We pray because we love:
A relationship of love is one of enjoying each other. If I say I love someone, but never speak to them, it is likely that I don’t have much of a relationship with them. If I love a person, then I will want to talk with them, spend time with them, and desire them. This is why we see Jesus in passages like Mark 1, "rising very early in the morning” to pray. He loves the Father. The Father loves Him, So, they spent time together.
We pray out of gratitude:
All that we have been given, all that we have received, is a gift from His hands. Prayer demonstrates and provides a vehicle for our offering gratitude. James says, "Every good gift and every perfect gift is from above, coming down from the Father of lights" (James 1:17).
We pray because we want to know God more fully:
There is nothing more lovely, nothing greater our hearts can seek, and nothing more fulfilling than God. And as we speak with God, we get to know God more. As the Psalmist says, "One thing have I asked of the Lord, that will I seek after, that I may dwell in the house of the Lord all the days of my life" (Psalm 27:4)..

- Stated task 1 -
Summarize the passage on why we pray in two sentences.
- Stated task 2 -
Pick up the passage on why we pray after its last sentence and write what comes next.

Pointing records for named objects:
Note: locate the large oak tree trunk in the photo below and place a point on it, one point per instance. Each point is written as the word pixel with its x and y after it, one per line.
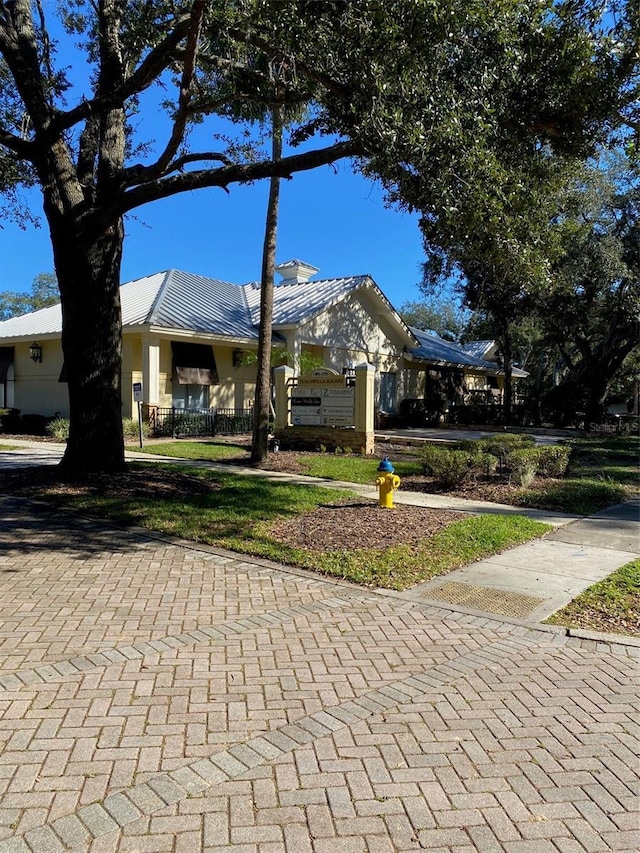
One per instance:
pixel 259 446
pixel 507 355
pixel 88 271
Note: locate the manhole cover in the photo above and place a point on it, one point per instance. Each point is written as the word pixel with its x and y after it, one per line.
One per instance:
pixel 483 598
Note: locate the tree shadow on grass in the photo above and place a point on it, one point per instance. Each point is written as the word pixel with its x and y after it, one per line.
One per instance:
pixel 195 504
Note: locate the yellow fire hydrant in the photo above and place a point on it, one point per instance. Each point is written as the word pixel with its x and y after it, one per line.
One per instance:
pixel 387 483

- Final answer 1 -
The passage gives three reasons for prayer: we pray because we love, out of gratitude, and because we want to know God more fully. It supports these with Jesus rising early to pray in Mark 1, James's words that every good gift comes from above, and the Psalmist's wish to dwell in the house of the Lord.

- Final answer 2 -
We pray to know our own hearts more fully:
There is a real benefit in coming before the Lord in silence. It is true that we get to know Him more fully in prayer, but we also get to know ourselves more fully. It’s common to recognize past misdeeds and sins that we had forgotten as we come before God. Like Peter on the rooftop, we are made aware that what we have believed or practiced or dreamed or sought is not right. Prayer lays open our hearts not only before God, but before ourselves.
We pray to be made like God:
Some have said that prayer's purpose is not so that we might change God, but so that God might change us. In prayer our hearts are shaped and molded, our affections are stirred, and our minds are transformed. The prayer closet is the school of holiness. One can enter as a slacker and emerge as a scholar.
We pray to acknowledge our dependence upon God:
We are not independent beings. As Paul preached at the Areopagus, "In him we live and move and have our being." We are and can be nothing apart from God. Prayer recognizes that. Ursinus once commented that, "Prayer is as necessary for us as it is necessary for a beggar to ask alms."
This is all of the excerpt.